START
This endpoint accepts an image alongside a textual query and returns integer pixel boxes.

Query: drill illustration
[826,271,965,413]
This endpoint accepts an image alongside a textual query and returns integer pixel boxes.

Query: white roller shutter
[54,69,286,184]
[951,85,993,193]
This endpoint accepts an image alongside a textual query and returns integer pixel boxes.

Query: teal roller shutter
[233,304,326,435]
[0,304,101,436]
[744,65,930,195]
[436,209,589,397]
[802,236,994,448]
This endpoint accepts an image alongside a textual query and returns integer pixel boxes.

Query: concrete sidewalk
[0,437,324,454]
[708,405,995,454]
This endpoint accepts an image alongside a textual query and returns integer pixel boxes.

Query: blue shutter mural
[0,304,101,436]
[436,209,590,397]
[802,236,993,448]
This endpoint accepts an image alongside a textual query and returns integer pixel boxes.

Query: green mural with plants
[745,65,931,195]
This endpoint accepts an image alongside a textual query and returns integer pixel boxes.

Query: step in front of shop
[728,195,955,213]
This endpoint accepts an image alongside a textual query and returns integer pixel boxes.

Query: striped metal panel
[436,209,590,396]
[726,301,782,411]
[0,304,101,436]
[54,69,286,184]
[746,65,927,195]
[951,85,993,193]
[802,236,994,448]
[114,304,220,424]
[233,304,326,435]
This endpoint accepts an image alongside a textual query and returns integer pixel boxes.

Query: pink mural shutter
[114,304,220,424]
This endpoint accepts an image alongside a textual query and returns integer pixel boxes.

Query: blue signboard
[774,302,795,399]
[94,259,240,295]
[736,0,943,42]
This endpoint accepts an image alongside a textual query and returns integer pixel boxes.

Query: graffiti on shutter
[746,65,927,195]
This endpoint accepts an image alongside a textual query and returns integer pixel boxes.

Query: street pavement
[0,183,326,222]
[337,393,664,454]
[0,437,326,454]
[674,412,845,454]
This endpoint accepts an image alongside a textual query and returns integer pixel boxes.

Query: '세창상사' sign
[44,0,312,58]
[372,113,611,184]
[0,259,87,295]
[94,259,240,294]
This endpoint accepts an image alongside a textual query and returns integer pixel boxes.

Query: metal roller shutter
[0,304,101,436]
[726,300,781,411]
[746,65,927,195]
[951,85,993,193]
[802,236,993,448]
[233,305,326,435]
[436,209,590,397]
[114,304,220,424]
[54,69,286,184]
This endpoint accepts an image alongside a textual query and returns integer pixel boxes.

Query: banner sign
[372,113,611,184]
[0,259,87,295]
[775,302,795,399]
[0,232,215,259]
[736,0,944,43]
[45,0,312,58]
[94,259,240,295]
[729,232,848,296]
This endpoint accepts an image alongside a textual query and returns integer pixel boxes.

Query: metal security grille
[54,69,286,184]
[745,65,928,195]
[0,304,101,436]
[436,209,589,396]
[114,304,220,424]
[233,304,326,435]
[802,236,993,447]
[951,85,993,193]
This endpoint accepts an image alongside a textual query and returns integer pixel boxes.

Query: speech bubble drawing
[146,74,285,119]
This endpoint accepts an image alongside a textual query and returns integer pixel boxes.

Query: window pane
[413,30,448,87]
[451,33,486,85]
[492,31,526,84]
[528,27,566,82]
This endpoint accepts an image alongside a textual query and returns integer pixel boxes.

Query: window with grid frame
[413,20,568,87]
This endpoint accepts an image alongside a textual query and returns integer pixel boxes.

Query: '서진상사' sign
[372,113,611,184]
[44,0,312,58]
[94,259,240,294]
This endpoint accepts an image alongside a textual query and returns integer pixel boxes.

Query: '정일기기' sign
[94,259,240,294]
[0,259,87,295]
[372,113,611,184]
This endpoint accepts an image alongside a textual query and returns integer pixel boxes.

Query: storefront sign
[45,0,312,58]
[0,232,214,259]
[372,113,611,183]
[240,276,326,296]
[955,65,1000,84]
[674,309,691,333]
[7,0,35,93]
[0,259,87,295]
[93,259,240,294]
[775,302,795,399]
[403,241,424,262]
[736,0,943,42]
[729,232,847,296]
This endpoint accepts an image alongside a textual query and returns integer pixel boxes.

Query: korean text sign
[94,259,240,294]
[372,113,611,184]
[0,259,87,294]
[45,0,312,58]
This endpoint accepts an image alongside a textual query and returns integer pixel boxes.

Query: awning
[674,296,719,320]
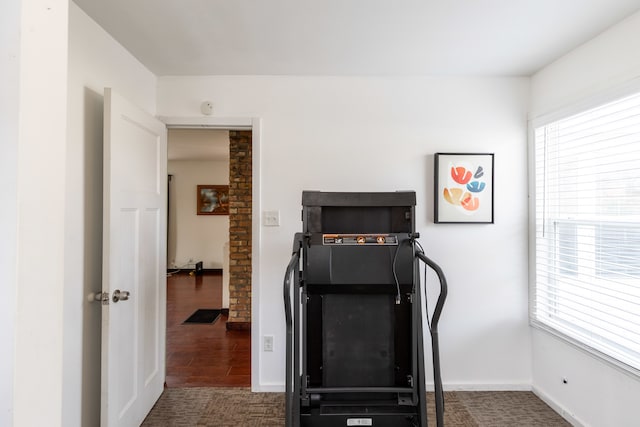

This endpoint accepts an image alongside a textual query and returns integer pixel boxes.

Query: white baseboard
[251,383,285,393]
[251,383,531,393]
[531,386,587,427]
[440,383,531,391]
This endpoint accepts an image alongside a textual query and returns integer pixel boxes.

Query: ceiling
[74,0,640,76]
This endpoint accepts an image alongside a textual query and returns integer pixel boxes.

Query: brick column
[227,131,252,329]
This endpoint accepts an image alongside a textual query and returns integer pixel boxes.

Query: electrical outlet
[262,335,273,352]
[262,211,280,227]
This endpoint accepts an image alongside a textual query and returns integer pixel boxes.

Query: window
[531,94,640,373]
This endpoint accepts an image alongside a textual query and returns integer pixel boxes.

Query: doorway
[166,128,253,387]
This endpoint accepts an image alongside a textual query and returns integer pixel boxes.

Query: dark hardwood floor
[166,273,251,387]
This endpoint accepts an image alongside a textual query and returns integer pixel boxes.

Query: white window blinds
[531,94,640,373]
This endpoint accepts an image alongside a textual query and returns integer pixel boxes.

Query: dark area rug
[183,308,220,323]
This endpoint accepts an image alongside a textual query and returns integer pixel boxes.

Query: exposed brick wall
[227,131,252,329]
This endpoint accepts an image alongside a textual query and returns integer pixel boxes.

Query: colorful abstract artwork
[196,185,229,215]
[434,153,493,223]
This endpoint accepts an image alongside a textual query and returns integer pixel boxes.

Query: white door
[101,88,167,427]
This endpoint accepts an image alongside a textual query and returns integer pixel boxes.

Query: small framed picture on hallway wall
[433,153,493,224]
[196,185,229,215]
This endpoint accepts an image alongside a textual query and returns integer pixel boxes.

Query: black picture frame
[433,153,494,224]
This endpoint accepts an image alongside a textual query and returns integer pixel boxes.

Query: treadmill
[283,191,447,427]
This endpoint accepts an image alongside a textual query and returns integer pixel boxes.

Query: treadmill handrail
[416,251,449,332]
[282,233,304,427]
[415,251,448,427]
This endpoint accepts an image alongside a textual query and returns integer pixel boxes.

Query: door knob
[113,289,129,302]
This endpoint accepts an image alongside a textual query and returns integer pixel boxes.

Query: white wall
[0,0,20,426]
[168,160,229,268]
[531,12,640,426]
[63,3,156,426]
[11,1,68,426]
[158,77,531,390]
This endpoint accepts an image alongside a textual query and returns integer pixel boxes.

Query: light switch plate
[262,211,280,227]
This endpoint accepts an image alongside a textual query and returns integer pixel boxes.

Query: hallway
[166,272,251,388]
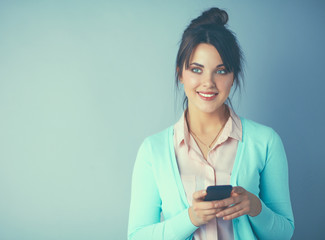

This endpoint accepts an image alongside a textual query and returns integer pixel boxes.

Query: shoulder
[240,117,281,143]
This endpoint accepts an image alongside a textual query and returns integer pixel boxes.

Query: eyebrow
[190,62,225,68]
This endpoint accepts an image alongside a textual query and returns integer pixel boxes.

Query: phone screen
[204,185,232,201]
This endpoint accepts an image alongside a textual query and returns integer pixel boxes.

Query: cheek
[217,79,233,91]
[183,74,200,89]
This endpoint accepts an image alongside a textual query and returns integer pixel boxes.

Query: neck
[186,104,230,135]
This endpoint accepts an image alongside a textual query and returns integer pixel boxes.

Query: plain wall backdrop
[0,0,325,240]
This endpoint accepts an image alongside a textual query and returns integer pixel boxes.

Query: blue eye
[191,68,202,73]
[216,69,228,75]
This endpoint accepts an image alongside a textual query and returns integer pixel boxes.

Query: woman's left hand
[216,187,262,220]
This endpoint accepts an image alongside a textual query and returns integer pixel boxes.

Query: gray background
[0,0,325,240]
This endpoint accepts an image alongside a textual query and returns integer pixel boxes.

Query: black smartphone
[204,185,232,201]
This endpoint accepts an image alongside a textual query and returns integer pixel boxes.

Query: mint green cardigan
[128,117,294,240]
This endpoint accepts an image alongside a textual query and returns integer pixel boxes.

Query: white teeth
[199,92,216,97]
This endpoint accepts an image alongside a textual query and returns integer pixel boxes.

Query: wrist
[248,194,262,217]
[188,206,200,227]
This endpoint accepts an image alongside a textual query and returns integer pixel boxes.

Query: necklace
[186,108,230,151]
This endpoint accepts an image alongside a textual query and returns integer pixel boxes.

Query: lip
[197,92,218,101]
[197,91,216,94]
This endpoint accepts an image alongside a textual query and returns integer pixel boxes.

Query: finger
[192,201,226,212]
[223,210,246,220]
[232,186,246,194]
[193,190,207,201]
[215,195,242,208]
[216,204,243,218]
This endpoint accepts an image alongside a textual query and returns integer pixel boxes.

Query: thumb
[193,190,207,201]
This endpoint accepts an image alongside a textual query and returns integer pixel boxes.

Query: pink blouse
[174,107,242,240]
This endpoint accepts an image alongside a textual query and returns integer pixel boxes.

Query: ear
[176,67,183,84]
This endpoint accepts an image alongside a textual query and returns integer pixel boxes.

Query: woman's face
[180,43,234,113]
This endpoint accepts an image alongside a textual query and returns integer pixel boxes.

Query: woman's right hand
[188,190,225,227]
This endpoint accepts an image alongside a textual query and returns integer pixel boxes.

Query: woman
[128,8,294,240]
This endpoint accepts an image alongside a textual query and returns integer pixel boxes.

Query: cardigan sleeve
[128,139,197,240]
[249,130,294,239]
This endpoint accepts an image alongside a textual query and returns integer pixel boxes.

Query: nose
[202,73,216,88]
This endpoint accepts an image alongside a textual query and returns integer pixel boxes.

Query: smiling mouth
[197,92,218,98]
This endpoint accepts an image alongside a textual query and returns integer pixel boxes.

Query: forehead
[190,43,223,67]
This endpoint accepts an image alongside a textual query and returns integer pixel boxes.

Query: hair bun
[190,8,228,27]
END
EXERCISE AIM >> Return every line of the data that contains the word "with".

SOLUTION TO THIS PROBLEM >>
Query: green mural with plants
Query: window with grid frame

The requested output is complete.